**Work instructions**
Arrange the lines of the records below as a Markdown table with the columns "Row" and "Line", numbering each row and omitting blank lines.

Coordinate annotation entries:
□ □ □ □
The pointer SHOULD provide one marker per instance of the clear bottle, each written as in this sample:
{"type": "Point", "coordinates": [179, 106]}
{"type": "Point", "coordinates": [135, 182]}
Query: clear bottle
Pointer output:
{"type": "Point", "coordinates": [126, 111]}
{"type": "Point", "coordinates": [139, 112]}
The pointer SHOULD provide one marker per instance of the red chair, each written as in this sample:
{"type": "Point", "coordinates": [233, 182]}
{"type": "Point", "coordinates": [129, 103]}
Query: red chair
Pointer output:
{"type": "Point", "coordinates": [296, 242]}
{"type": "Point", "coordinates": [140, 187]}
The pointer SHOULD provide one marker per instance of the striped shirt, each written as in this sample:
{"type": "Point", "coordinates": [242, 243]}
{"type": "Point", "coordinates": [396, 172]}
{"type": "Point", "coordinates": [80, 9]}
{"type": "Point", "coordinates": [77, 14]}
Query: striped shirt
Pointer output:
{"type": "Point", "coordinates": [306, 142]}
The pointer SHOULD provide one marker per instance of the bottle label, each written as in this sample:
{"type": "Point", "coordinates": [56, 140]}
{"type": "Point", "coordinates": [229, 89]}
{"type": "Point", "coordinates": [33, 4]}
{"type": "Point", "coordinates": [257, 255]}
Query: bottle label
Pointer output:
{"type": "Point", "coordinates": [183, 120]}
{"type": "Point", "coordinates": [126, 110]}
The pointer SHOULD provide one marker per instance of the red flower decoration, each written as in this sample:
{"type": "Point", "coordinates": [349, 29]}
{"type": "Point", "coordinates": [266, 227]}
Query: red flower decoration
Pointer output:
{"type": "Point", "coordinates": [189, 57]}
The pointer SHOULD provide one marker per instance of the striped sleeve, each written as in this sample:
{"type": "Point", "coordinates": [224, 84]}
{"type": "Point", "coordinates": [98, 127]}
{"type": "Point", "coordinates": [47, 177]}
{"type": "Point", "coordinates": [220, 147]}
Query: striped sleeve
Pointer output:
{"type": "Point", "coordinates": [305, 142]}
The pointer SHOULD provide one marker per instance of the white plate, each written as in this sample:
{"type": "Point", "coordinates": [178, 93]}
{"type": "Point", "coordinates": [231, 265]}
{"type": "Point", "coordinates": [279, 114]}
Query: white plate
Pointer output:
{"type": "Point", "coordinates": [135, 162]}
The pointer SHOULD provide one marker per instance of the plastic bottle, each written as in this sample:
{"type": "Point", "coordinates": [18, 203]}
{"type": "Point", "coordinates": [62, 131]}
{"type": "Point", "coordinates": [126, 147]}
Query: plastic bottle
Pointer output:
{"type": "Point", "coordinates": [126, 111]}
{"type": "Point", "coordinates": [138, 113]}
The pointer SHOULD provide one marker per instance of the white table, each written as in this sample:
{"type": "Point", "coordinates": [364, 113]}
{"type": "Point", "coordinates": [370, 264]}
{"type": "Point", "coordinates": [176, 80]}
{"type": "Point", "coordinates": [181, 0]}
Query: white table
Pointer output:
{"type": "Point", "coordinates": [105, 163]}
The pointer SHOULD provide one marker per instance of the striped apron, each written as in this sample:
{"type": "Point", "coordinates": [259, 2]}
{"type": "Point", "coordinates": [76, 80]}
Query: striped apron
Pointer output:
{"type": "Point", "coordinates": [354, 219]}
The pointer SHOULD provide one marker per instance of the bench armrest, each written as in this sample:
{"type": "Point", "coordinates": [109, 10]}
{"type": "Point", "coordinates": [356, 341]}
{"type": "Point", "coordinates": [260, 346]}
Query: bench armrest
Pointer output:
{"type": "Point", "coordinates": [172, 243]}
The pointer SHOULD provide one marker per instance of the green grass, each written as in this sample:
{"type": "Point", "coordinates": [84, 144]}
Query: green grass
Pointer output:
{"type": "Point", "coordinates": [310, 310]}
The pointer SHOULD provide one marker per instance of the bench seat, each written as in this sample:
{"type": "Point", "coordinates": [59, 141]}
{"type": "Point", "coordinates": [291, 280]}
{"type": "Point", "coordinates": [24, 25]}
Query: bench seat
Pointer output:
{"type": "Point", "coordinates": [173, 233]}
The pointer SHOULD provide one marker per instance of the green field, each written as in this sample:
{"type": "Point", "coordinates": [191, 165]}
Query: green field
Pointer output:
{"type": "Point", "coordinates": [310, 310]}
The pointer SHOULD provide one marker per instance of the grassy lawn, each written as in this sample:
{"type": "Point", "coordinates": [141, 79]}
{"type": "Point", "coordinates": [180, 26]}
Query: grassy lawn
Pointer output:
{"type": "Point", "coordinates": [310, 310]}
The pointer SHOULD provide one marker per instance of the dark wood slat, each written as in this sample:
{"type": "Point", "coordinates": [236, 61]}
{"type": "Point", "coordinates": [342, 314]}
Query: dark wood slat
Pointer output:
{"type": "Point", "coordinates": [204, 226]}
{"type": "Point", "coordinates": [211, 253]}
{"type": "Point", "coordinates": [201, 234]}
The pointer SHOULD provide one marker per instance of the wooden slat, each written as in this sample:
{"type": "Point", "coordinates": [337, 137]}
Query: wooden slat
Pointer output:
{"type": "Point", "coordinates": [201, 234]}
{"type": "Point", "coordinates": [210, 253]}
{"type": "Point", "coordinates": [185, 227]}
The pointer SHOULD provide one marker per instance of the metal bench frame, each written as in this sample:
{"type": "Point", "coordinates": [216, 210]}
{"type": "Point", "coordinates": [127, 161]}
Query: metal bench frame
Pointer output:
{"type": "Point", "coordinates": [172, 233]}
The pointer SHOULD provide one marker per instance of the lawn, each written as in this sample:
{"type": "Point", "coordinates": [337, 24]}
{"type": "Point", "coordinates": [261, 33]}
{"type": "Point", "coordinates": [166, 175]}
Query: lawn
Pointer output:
□ □ □ □
**Exercise answer**
| Row | Line |
|---|---|
| 1 | The pointer SHOULD provide one marker per instance of the clear bottle, each written as in this sample: |
| 2 | {"type": "Point", "coordinates": [179, 106]} |
| 3 | {"type": "Point", "coordinates": [135, 182]} |
| 4 | Query: clear bottle |
| 5 | Pointer output: |
| 6 | {"type": "Point", "coordinates": [126, 111]} |
| 7 | {"type": "Point", "coordinates": [139, 112]} |
| 8 | The pointer SHOULD provide one marker per instance of the red chair, each written as in this sample: |
| 9 | {"type": "Point", "coordinates": [233, 182]} |
| 10 | {"type": "Point", "coordinates": [129, 103]} |
| 11 | Query: red chair |
| 12 | Pointer output: |
| 13 | {"type": "Point", "coordinates": [296, 242]} |
| 14 | {"type": "Point", "coordinates": [140, 187]} |
| 15 | The pointer SHOULD provide one marker per instance of the striped shirt, each written as in this sample: |
| 16 | {"type": "Point", "coordinates": [242, 243]} |
| 17 | {"type": "Point", "coordinates": [396, 172]} |
| 18 | {"type": "Point", "coordinates": [80, 9]} |
| 19 | {"type": "Point", "coordinates": [77, 14]} |
| 20 | Query: striped shirt |
| 21 | Pointer output: |
| 22 | {"type": "Point", "coordinates": [306, 142]} |
| 23 | The pointer SHOULD provide one marker per instance of the bottle label, each written as in this sample: |
| 24 | {"type": "Point", "coordinates": [56, 140]} |
| 25 | {"type": "Point", "coordinates": [229, 89]} |
| 26 | {"type": "Point", "coordinates": [33, 4]} |
| 27 | {"type": "Point", "coordinates": [257, 255]} |
| 28 | Query: bottle label |
| 29 | Pointer output: |
| 30 | {"type": "Point", "coordinates": [183, 120]} |
| 31 | {"type": "Point", "coordinates": [126, 110]} |
| 32 | The pointer SHOULD provide one marker per instance of the red flower decoration, each written as in this sample: |
| 33 | {"type": "Point", "coordinates": [349, 29]} |
| 34 | {"type": "Point", "coordinates": [266, 227]} |
| 35 | Query: red flower decoration |
| 36 | Pointer output: |
| 37 | {"type": "Point", "coordinates": [189, 57]} |
| 38 | The pointer SHOULD provide one marker per instance of the striped sleeve, each written as in this sample: |
| 39 | {"type": "Point", "coordinates": [224, 84]} |
| 40 | {"type": "Point", "coordinates": [98, 127]} |
| 41 | {"type": "Point", "coordinates": [47, 177]} |
| 42 | {"type": "Point", "coordinates": [220, 147]} |
| 43 | Query: striped sleeve |
| 44 | Pointer output: |
| 45 | {"type": "Point", "coordinates": [305, 142]} |
| 46 | The pointer SHOULD provide one marker per instance of the white plate, each written as in this sample: |
| 47 | {"type": "Point", "coordinates": [178, 93]} |
| 48 | {"type": "Point", "coordinates": [231, 265]} |
| 49 | {"type": "Point", "coordinates": [279, 114]} |
| 50 | Query: white plate |
| 51 | Pointer output: |
| 52 | {"type": "Point", "coordinates": [135, 162]} |
| 53 | The pointer SHOULD provide one marker per instance of the plastic bottle, each written as in this sample: |
| 54 | {"type": "Point", "coordinates": [18, 203]} |
| 55 | {"type": "Point", "coordinates": [62, 131]} |
| 56 | {"type": "Point", "coordinates": [126, 147]} |
| 57 | Query: plastic bottle |
| 58 | Pointer output: |
| 59 | {"type": "Point", "coordinates": [126, 111]} |
| 60 | {"type": "Point", "coordinates": [138, 113]} |
| 61 | The pointer SHOULD provide one marker per instance of the white table, each written as in this sample: |
| 62 | {"type": "Point", "coordinates": [364, 113]} |
| 63 | {"type": "Point", "coordinates": [370, 264]} |
| 64 | {"type": "Point", "coordinates": [176, 80]} |
| 65 | {"type": "Point", "coordinates": [181, 0]} |
| 66 | Query: white table |
| 67 | Pointer output: |
| 68 | {"type": "Point", "coordinates": [105, 163]} |
| 69 | The pointer SHOULD provide one marker per instance of the striped apron, each written as in this sample: |
| 70 | {"type": "Point", "coordinates": [259, 2]} |
| 71 | {"type": "Point", "coordinates": [76, 80]} |
| 72 | Query: striped apron |
| 73 | Pointer output: |
| 74 | {"type": "Point", "coordinates": [354, 219]} |
| 75 | The pointer SHOULD provide one marker per instance of the bench armrest, each written as in this sample: |
| 76 | {"type": "Point", "coordinates": [109, 10]} |
| 77 | {"type": "Point", "coordinates": [356, 341]} |
| 78 | {"type": "Point", "coordinates": [260, 346]} |
| 79 | Query: bench armrest |
| 80 | Pointer output: |
| 81 | {"type": "Point", "coordinates": [172, 243]} |
| 82 | The pointer SHOULD provide one marker per instance of the green grass, each written as in this sample: |
| 83 | {"type": "Point", "coordinates": [84, 144]} |
| 84 | Query: green grass |
| 85 | Pointer output: |
| 86 | {"type": "Point", "coordinates": [310, 310]} |
| 87 | The pointer SHOULD provide one marker per instance of the bench seat, each written as in this sample: |
| 88 | {"type": "Point", "coordinates": [59, 141]} |
| 89 | {"type": "Point", "coordinates": [291, 280]} |
| 90 | {"type": "Point", "coordinates": [24, 25]} |
| 91 | Query: bench seat |
| 92 | Pointer output: |
| 93 | {"type": "Point", "coordinates": [173, 233]} |
| 94 | The pointer SHOULD provide one marker per instance of the green field, each written as in this sample: |
| 95 | {"type": "Point", "coordinates": [191, 165]} |
| 96 | Query: green field |
| 97 | Pointer output: |
| 98 | {"type": "Point", "coordinates": [310, 310]} |
| 99 | The pointer SHOULD provide one marker per instance of the grassy lawn, each written as in this sample: |
| 100 | {"type": "Point", "coordinates": [141, 79]} |
| 101 | {"type": "Point", "coordinates": [180, 26]} |
| 102 | Query: grassy lawn |
| 103 | Pointer output: |
| 104 | {"type": "Point", "coordinates": [310, 310]} |
| 105 | The pointer SHOULD provide one marker per instance of the dark wood slat, each written as in this sample: |
| 106 | {"type": "Point", "coordinates": [236, 61]} |
| 107 | {"type": "Point", "coordinates": [342, 314]} |
| 108 | Query: dark wood slat |
| 109 | Pointer output: |
| 110 | {"type": "Point", "coordinates": [204, 226]} |
| 111 | {"type": "Point", "coordinates": [211, 253]} |
| 112 | {"type": "Point", "coordinates": [201, 234]} |
| 113 | The pointer SHOULD provide one marker per instance of the wooden slat, each written as in this sample: |
| 114 | {"type": "Point", "coordinates": [337, 137]} |
| 115 | Query: wooden slat |
| 116 | Pointer output: |
| 117 | {"type": "Point", "coordinates": [201, 234]} |
| 118 | {"type": "Point", "coordinates": [210, 253]} |
| 119 | {"type": "Point", "coordinates": [185, 227]} |
| 120 | The pointer SHOULD provide one marker per instance of the metal bench frame, each written as in this sample: |
| 121 | {"type": "Point", "coordinates": [216, 210]} |
| 122 | {"type": "Point", "coordinates": [127, 161]} |
| 123 | Query: metal bench frame |
| 124 | Pointer output: |
| 125 | {"type": "Point", "coordinates": [172, 233]} |
| 126 | The pointer SHOULD provide one marker per instance of the lawn, each written as in this sample: |
| 127 | {"type": "Point", "coordinates": [337, 24]} |
| 128 | {"type": "Point", "coordinates": [261, 33]} |
| 129 | {"type": "Point", "coordinates": [166, 175]} |
| 130 | Query: lawn |
| 131 | Pointer output: |